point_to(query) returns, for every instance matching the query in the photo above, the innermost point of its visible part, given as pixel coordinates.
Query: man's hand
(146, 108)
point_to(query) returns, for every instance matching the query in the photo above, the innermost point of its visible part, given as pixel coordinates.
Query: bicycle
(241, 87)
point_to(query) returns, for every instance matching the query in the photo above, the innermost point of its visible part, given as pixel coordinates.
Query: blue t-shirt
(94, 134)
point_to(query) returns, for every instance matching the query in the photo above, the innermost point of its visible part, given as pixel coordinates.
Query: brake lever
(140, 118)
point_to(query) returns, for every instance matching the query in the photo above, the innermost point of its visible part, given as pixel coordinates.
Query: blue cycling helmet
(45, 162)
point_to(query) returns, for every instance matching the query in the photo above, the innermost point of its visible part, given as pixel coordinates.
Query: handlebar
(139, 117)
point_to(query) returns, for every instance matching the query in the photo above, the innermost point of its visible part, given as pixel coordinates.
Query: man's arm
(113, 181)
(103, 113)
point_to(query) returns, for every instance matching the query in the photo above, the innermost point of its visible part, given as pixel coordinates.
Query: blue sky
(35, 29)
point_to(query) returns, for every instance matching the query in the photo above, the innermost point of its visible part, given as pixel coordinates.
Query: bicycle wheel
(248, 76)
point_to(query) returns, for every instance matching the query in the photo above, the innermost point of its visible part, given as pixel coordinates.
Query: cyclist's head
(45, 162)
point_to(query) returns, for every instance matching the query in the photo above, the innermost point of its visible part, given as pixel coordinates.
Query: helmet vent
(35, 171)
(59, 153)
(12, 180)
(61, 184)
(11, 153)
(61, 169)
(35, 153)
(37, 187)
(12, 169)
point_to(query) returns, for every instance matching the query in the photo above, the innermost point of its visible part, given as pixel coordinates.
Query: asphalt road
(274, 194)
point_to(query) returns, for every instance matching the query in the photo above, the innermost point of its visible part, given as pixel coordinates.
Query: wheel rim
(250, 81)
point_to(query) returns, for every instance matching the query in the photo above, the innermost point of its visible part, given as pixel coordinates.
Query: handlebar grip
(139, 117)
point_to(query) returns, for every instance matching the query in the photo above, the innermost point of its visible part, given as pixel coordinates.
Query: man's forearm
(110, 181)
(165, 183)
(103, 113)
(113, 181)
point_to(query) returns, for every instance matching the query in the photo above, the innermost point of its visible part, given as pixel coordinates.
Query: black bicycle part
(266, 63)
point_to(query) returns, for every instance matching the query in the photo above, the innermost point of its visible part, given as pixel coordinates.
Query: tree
---
Please give the data again in full, exactly as written.

point_to(query) returns, for every instance matching the query in the photo above, the innermost point of its visible part, given as pixel coordinates.
Query: man's hand
(146, 108)
point_to(query) returns, for every instance matching the query in the photo above, the innermost point of its visible part, given as pixel coordinates.
Query: bicycle
(241, 87)
point_to(query) returns, for every instance matching the query in the photo above, the innermost point of its visible part, given as pixel coordinates.
Query: blue t-shirt
(94, 134)
point_to(query) returns, for every instance matching the query in the photo above, the innermost point of its visible part, given as pixel coordinates.
Query: brake lever
(140, 118)
point_to(query) returns, for every instance matching the query in the photo above, the innermost point of its visible part, given as pixel coordinates.
Query: blue cycling helmet
(45, 162)
point_to(query) returns, for every instance matching the query in the photo above, the innermost point of its visible part, given as pixel coordinates.
Query: handlebar
(139, 117)
point_to(query) returns, for every instance matching the query in the photo above, the innermost point of its visible part, given as pixel coordinates.
Query: man's arm
(113, 181)
(103, 113)
point_to(query) returns, for every instance matching the query in the photo above, the innermost point of its visible part, given as pixel coordinates.
Query: blue sky
(35, 29)
point_to(query) returns, for every instance matching the query in the photo above, the innermost point of its visible part, given as pixel coordinates.
Query: bicycle wheel
(248, 76)
point_to(query) returns, for every instance matching the query in the photo above, the innermost point of its visible part, given as pixel coordinates.
Query: cyclist's head
(45, 162)
point_to(query) returns, for every instance matching the query in the photo above, the innermost point of its visible part, given as pixel coordinates.
Query: helmet vent
(35, 171)
(59, 153)
(12, 180)
(61, 184)
(11, 153)
(61, 169)
(35, 153)
(37, 187)
(12, 169)
point_to(query) returns, for every instance matching the query in the photo above, the innermost point of its visible part, given as pixel coordinates.
Query: asphalt road
(274, 194)
point_to(query) returns, for every instance matching the query in the photo above, the innermost point of its visible part, given as pixel coordinates.
Query: wheel rim
(250, 81)
point_to(query) returns, for every instance matching the query in the photo above, the innermost point of its visible part, given as pixel coordinates.
Query: handlebar grip
(139, 117)
point_to(query) returns, for every instance matching the query in the photo above, the innermost point of its visible part, given as pixel coordinates.
Query: man's forearm
(110, 181)
(165, 183)
(103, 113)
(113, 181)
point_to(query) returns, for every instance matching the query in the photo above, the innermost point of its visible part, given as pixel coordinates.
Query: black bicycle part
(266, 63)
point_to(query) returns, for every instance matching the query in the photo above, the innermost point of its visible part, given as pixel coordinates.
Query: tree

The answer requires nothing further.